Required work =
A. In the account of the S-21 prison visit, what still encloses the top balconies of the buildings?
B. Say whether each statement agrees with the account of the S-21 prison visit, answering yes or no and quoting the deciding words: (i) Block three held single cells built with brick. (ii) The floors have since been cleaned of stains. (iii) Chum Mey was killed at S-21.
C. Pick up the account of the S-21 prison visit after its last sentence and continue it.

Selected text =
########

The photo’s are horrific, the floors still stained.

Routine beatings, electric shocks, hangings, torture with hot metal instruments, suffocation with plastic bags were just some of the means of torture and killings.

Some of the tools used to torture

Thousands of photos have been taken of the victims and their eyes tell the story of such helplessness, it’s haunting and upsetting!

Skulls and bones have been collected and stored.

Barbed wire fencing still encloses the top balconies of the buildings which prevented prisoners from jumping to an early death to escape more torture.

You have to wonder how this could have happened and why it took so long before any intervention occurred. Again this was actually happening in my lifetime, its truly shocking.

We wandered through each area, witnessing and hearing about the tortures that took place.

When the Vietnamese broke in here they photographed each room as they found them with the prisoners in them and it is these pictures that are hung on the wall in each room as you enter through one by one. Standing in the room, seeing the photos is heartbreaking.

Block three contained single cells which had been built with brick to segregate each prisoner in the larger rooms.

This is the cell of Chum Mey one of the very few survivors from S-21

Tavern then hit us with something so special. Today here in S-21, two of the prisoners who were two of the lucky few not killed were here alive and well today and we would get to meet them.

########

Referring expression pointing data
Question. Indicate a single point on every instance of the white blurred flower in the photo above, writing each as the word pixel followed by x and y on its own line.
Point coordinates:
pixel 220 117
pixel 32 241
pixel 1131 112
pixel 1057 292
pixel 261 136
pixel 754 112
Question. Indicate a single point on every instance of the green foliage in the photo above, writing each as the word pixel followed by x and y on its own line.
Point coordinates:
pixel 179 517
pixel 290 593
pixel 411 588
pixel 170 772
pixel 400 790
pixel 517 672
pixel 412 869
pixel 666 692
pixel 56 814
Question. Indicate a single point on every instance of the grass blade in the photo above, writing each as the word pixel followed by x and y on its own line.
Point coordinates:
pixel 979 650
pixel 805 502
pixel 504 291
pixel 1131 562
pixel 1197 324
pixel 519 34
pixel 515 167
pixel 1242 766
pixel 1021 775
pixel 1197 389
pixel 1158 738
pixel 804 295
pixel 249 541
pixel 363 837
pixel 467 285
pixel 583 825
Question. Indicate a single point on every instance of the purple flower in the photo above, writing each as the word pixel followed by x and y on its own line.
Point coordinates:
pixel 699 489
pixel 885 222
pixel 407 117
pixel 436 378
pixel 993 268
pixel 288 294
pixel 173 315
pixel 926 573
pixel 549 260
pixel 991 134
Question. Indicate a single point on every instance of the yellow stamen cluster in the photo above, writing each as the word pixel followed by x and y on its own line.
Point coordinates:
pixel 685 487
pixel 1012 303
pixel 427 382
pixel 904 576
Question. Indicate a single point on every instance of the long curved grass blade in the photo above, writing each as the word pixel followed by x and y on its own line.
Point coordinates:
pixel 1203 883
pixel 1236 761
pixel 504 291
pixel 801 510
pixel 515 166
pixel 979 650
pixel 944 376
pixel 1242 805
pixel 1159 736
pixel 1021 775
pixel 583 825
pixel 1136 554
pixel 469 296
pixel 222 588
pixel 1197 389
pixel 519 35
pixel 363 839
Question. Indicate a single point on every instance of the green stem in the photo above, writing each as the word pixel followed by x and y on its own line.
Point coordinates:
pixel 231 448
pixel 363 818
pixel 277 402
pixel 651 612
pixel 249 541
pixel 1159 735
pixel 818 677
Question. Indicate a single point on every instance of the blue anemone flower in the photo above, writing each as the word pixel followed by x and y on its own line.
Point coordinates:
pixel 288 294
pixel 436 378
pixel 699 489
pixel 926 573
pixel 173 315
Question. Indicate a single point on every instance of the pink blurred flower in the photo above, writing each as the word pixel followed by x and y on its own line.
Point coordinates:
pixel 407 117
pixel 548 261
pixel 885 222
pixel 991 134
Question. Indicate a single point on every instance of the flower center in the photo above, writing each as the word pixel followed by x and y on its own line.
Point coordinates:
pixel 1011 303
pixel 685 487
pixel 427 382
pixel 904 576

########

Expected responses =
A. Barbed wire fencing.

B.
(i) Yes: "Block three contained single cells which had been built with brick to segregate each prisoner in the larger rooms."
(ii) No: "the floors still stained."
(iii) No: "one of the very few survivors from S-21"

C.
The only reason these two men were not killed by the Khmer Rouge was because they were seen as being of some use.

It was Chum Mey’s skill as a mechanic that saved him, when after 12 days and nights of beatings and repeated electrocution, that he was plucked from among the other prisoners and put to work repairing the typewriters his torturers used to record the prisoners forced confessions.

Chum Mey escaped death, but his survival itself bewilders him “it was such a rare chance that I survived when so many people were killed there”. I think about it every night, how lucky I was to survive. Why did I survive?”

Chum Mey lost his whole family, his wife and four children.

Chum Mey, aged 83

Bou Meng was saved, after weeks of torture, because he was an artist. He was taken from a row of shackled prisoners and put to work painting portraits of Khmer Rouge leader, Pol Pot, and he continued this work as others were tortured and killed, until the prison was hastily evacuated in the face of a Vietnamese invasion.

He survived but his wife, Ma Youen died at S-21.

Bou Meng, aged 79

When I set my eyes on both these men I felt so emotional and overwhelmed I could hardly speak to them.

They asked if I wanted a photo with them and I replied I would be honoured.

Both men want what happened here documented. They want people to come and see.

“The important thing is to document what happened here,” says Bou Meng, “I want people around the world to go home and tell their friends and family about the genocide of the Khmer people”.

There are no words to describe meeting these two heroic and humble men who have witnessed such brutality but I was honoured to have met them, will remember that moment forever and it was without a doubt the ultimate experience of our trip.

We bought both these men’s books, each telling their story – a percentage of their book money goes in to helping others affected by the genocide.

It was difficult leaving here, or leaving behind the memory of here. I wondered how those men felt coming back to a place where they had suffered and saw and heard so much pain, wondering when their time would come.

From here we went on to explore Psar Toul Tom Pong, also called the “Russian Market”, where anything and everything is for sale!

Later in the afternoon we took a boat cruise back on the Mekong River.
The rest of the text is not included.